Stored items from a collection:

⁂

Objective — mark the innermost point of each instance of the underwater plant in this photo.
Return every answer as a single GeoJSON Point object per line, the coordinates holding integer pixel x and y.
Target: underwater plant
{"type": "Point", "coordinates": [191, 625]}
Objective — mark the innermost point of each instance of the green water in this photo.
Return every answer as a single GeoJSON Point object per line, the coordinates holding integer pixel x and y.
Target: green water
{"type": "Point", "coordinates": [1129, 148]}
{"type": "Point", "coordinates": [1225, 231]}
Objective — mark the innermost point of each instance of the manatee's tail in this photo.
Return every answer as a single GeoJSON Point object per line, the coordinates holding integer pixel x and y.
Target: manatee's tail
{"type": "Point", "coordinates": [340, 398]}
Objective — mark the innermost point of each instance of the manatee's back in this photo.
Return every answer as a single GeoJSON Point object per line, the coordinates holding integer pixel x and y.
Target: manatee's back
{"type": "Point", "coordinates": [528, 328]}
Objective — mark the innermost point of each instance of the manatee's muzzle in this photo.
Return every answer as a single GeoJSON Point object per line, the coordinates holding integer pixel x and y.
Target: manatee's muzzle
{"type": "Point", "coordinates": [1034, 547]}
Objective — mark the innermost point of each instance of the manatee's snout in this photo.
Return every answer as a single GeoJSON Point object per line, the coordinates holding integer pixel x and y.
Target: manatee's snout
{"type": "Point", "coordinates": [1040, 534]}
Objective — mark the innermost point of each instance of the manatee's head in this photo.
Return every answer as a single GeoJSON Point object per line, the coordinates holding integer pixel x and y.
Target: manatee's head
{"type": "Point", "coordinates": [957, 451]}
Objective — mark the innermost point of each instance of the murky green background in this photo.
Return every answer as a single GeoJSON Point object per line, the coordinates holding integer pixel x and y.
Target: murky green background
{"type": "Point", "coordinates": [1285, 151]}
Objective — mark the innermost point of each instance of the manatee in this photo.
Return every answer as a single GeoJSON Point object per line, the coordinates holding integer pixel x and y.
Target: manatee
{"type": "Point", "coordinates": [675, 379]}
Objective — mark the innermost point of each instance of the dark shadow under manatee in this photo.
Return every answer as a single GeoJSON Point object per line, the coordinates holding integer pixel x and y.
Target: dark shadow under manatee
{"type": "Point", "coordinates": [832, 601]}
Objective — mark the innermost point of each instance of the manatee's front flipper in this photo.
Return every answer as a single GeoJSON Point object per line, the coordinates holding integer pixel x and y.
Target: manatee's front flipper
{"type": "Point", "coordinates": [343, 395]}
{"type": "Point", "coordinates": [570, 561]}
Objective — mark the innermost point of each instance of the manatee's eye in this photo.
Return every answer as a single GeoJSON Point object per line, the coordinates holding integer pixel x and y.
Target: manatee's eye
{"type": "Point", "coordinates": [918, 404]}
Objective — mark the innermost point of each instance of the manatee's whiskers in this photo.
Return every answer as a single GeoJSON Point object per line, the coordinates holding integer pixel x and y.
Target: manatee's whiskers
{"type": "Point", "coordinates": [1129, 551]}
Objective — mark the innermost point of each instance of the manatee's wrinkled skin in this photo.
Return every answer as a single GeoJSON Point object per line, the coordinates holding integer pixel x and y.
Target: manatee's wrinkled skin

⁂

:: TASK REQUIREMENTS ::
Give all of the entries again, word for word.

:: FINISHED TASK ::
Objective — mark the innermost point of each instance of the underwater plant in this photo.
Return every answer as a single GeoJSON Point object per line, the coordinates holding integer pixel x and y.
Target: underwater plant
{"type": "Point", "coordinates": [191, 625]}
Objective — mark the innermost point of each instance of the green water in this photo.
Return every answer as a single GeoJSON Point object per line, the coordinates holding integer pixel x and y.
Target: green water
{"type": "Point", "coordinates": [1129, 148]}
{"type": "Point", "coordinates": [1225, 231]}
Objective — mark the innermost point of each instance of the manatee's tail in this photo.
Return every answer as a single GeoJSON Point object per line, the coordinates holding integer pixel x and y.
Target: manatee's tail
{"type": "Point", "coordinates": [340, 398]}
Objective — mark the innermost point of each instance of the manatee's back in this photo.
Return every answer as a single GeoJSON Point object per line, the coordinates holding integer pixel x and y.
Target: manatee's back
{"type": "Point", "coordinates": [528, 328]}
Objective — mark the innermost point of each instance of the manatee's muzzle in this photo.
Return every answer as a single GeoJSON Point object per line, the coordinates holding integer pixel x and y.
Target: manatee's muzzle
{"type": "Point", "coordinates": [1034, 547]}
Objective — mark the innermost point of each instance of the manatee's snout in this photo.
Return every answer as a single GeoJSON Point object per line, the coordinates holding integer pixel x and y.
Target: manatee's snout
{"type": "Point", "coordinates": [1040, 534]}
Objective — mark the innermost point of each instance of the manatee's head in this photo.
Return every answer as a single GeoJSON Point object per line, the coordinates holding integer pixel x and y.
Target: manatee's head
{"type": "Point", "coordinates": [957, 451]}
Objective — mark the innermost point of each instance of the murky green background in this photo.
Return every answer as a single GeoJSON Point object per line, the coordinates holding integer pixel x and y.
Target: murky green background
{"type": "Point", "coordinates": [1285, 151]}
Objective — mark the innermost point of each instance of the manatee in this photo.
Return every answer as a single GeoJSON Point object per line, the coordinates holding integer pixel x and y.
Target: manatee
{"type": "Point", "coordinates": [675, 379]}
Objective — mark the innermost point of each instance of the dark shadow under manatee in this photo.
Return every answer as a single GeoJSON Point object per line, the coordinates holding integer pixel x and y.
Target: dark shadow under manatee
{"type": "Point", "coordinates": [832, 601]}
Objective — mark the innermost point of each instance of the manatee's front flipper in this photo.
Return every answer as a single GeoJSON Point object per line, the coordinates holding integer pixel x and y.
Target: manatee's front flipper
{"type": "Point", "coordinates": [343, 395]}
{"type": "Point", "coordinates": [570, 561]}
Objective — mark the innermost point of each instance of the manatee's eye in this photo.
Return every answer as a single GeoJSON Point object per line, the coordinates holding integer pixel x and y.
Target: manatee's eye
{"type": "Point", "coordinates": [918, 404]}
Objective — mark the innermost point of each instance of the manatee's whiskers in this photo.
Return every answer as a single GeoJSON Point object per line, the coordinates holding integer pixel x and y.
Target: manatee's whiskers
{"type": "Point", "coordinates": [1129, 551]}
Objective — mark the innermost point of each instance of the manatee's wrinkled skin in this photo.
Return every answer as a single GeoJSON Point object per line, the coordinates holding integer pixel x and y.
Target: manatee's wrinkled skin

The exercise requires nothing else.